__WHAT IS REQUIRED__
Repeat word for word everything in the passage on the Philippine economy below, from "But the IMF" down to "growth last year.".

__DOCUMENT PASSAGE__
Our own take is that what also worked against all economies of this world are the global headwinds. In 2023, global growth stalled from 3.5% in 2022 to 3% in 2023. Indeed, our exports were hit seriously as they accounted for a sizeable share of GDP. That’s why we find the recent upgrade of the Philippines’ 2024 economic growth by the IMF counter-intuitive because of their expectation of a stronger recovery in investments and exports.
But the IMF itself, in the World Economic Outlook, anticipates a further deceleration of 2.9% global growth in 2024 from last year’s 3%.
With it, domestic manufacturing and processing output could be one of the collateral costs. What is happening in the Middle East and Eastern Europe are not exactly helping expand global trade and investment. Oil prices remained precarious in the last quarter to this day, and therefore we should expect high inflation to persist and pull down even our domestic economic performance through mostly lower consumer spending. Uncertainty in the world produces reticence in investment and production, the propensity to pursue business activities and give jobs to people.
We have other reasons to be less optimistic about growth last year.
El Niño is one big elephant in the room. We are not sure if we have been at all bothered enough by the reported prolonged dry spell to take more decisive action. We wish to be proven wrong but already crop production may not bring in the expected harvest to produce positive growth this year. The last quarter of last year simply eked out a small positive. In addition, swine production is hamstrung by the sustained onslaught of the African Swine Fever in at least 134 barangays in 58 municipalities. We don’t know whether the reported fish deficit in the last quarter of 2023 could spill over to 2024.

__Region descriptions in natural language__
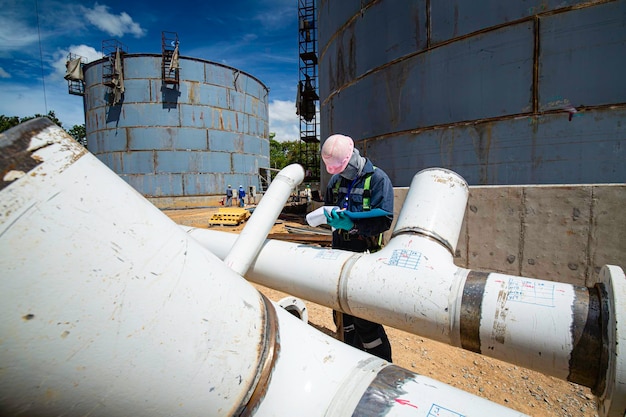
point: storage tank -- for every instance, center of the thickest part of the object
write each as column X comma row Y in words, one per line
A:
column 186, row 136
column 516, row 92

__FINISHED TASK__
But the IMF itself, in the World Economic Outlook, anticipates a further deceleration of 2.9% global growth in 2024 from last year’s 3%.
With it, domestic manufacturing and processing output could be one of the collateral costs. What is happening in the Middle East and Eastern Europe are not exactly helping expand global trade and investment. Oil prices remained precarious in the last quarter to this day, and therefore we should expect high inflation to persist and pull down even our domestic economic performance through mostly lower consumer spending. Uncertainty in the world produces reticence in investment and production, the propensity to pursue business activities and give jobs to people.
We have other reasons to be less optimistic about growth last year.